When did this “illusion” break up?
The business that we immersed ourselves with childish innocence and romanticism
received the “bitter slap of reality.” Most of the citizens supported the military
intervention. Our movement which had grown to successfully gain control of some
cities had completely lost its support of masses. There was no establishment to
organize the “dreams” that we had put in front of us. In short time I noticed
that we had assumed success for being “spoilt” by living in a comfortable
environment outside the country.
Why Was the Motion broken up so fast?
We were not an organization as suspected. We neither had central organization,
nor branches and not even membership principles. Even though tough Leninist ideologies
ruled in the highest leadership levels ours was a movement that anybody could join…
We were an Authoritative Movement Trying to Achieve
Democracy
Would it have been any different if you had become a political party?
If the imagined “ideal organization” could be organized could be founded,
especially the anti-fascist struggle could gain more serious positions. In reality,
revolutionary path did not actually know how to achieve what.
On one side there was the commitment of the 68 generation (those who entered
university in 1968) for their basic values like freedom and democracy and search for
developing democratic organizations among the community, on the other hand the thought
process used by the organization to protect itself was totalitarian. The movement
defined itself as “Marxist – Leninist”. This “ideology” and the understanding
of its party extension was central and authoritative. If this understanding founded a
party, it could not be any different than the existing examples of totalitarian examples
of known socialist historical experience.
Sham and Athens Offered Money and Weapons
We refused them both by saying; “If Syria wants democracy, let them provide it
for their own people.” In fact, these monies could be obtained to found an
organization which could create many problems for Turkey. We didn’t do these…
Turkish leftist organizations were not in collaboration with Syrian government until
Israel’s invasion of Beirut in 1982. They were collaborating with Palestinian
organizations who had shared Turkish leftists organizations among themselves. We
were under the impression that each Palestinian organization supported groups close to
their ideology. We discovered the truth later:
Palestinian organizations were being paid by the Arab States based on the number of
foreign organizations in their domain. For this reason, they were splitting the
Turkish organizations among themselves.
After 1982, Syria put aside the Palestinian organizations and contacted Turkish
organizations directly. Contact was established by a committee composed of Baas Party
and Ministry of Foreign Affairs officials. I think they offered us money and weapons
much before they offered the same to PKK.
The Greek foreign ministry made the same offer to our friends.

◆ Material supplied ◆
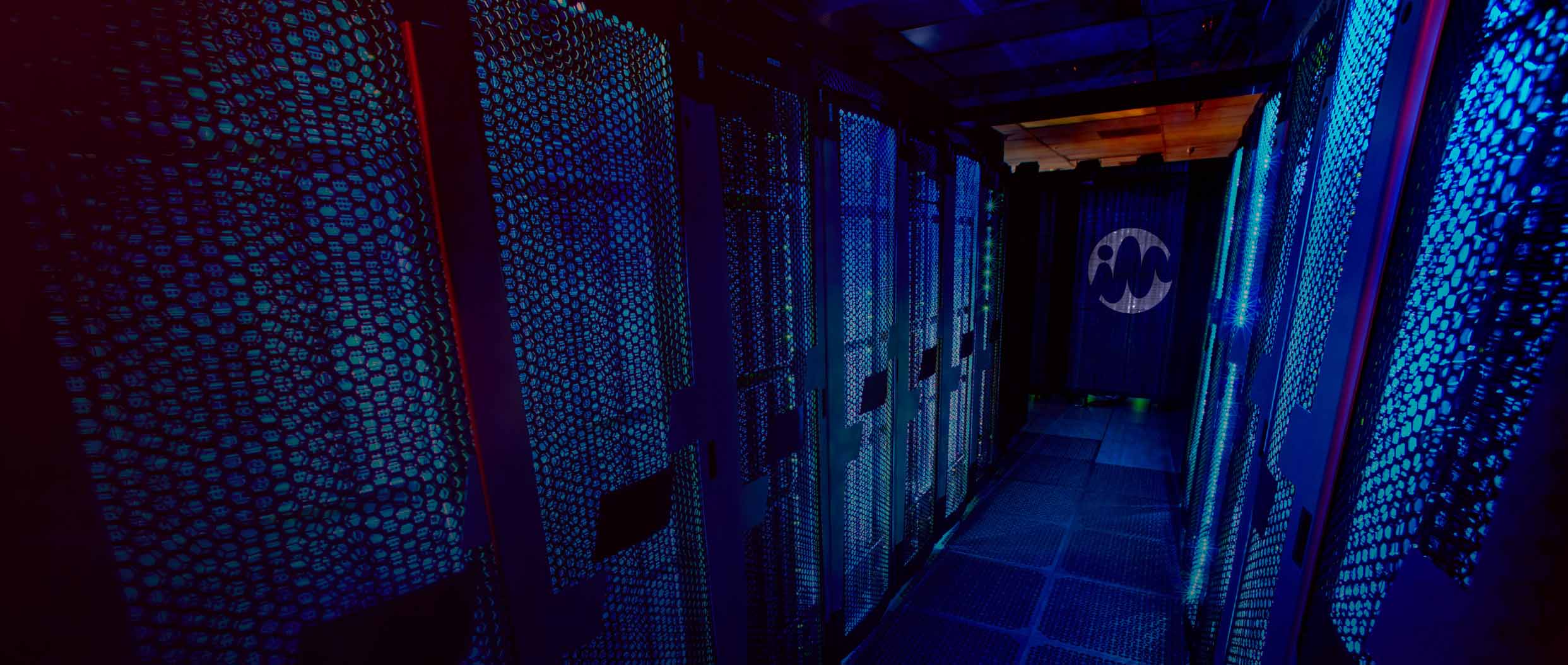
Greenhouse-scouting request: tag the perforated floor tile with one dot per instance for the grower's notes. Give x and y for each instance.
(1112, 620)
(1120, 559)
(1048, 502)
(1120, 514)
(979, 590)
(916, 639)
(1012, 538)
(1051, 471)
(1065, 447)
(1137, 446)
(1051, 654)
(1128, 480)
(1076, 428)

◆ Exercise requirements ◆
Please reproduce part of the interview passage word for word, starting at "The business that" and ending at "outside the country.". The records come from a different source than the interview passage.

◆ Output below ◆
The business that we immersed ourselves with childish innocence and romanticism
received the “bitter slap of reality.” Most of the citizens supported the military
intervention. Our movement which had grown to successfully gain control of some
cities had completely lost its support of masses. There was no establishment to
organize the “dreams” that we had put in front of us. In short time I noticed
that we had assumed success for being “spoilt” by living in a comfortable
environment outside the country.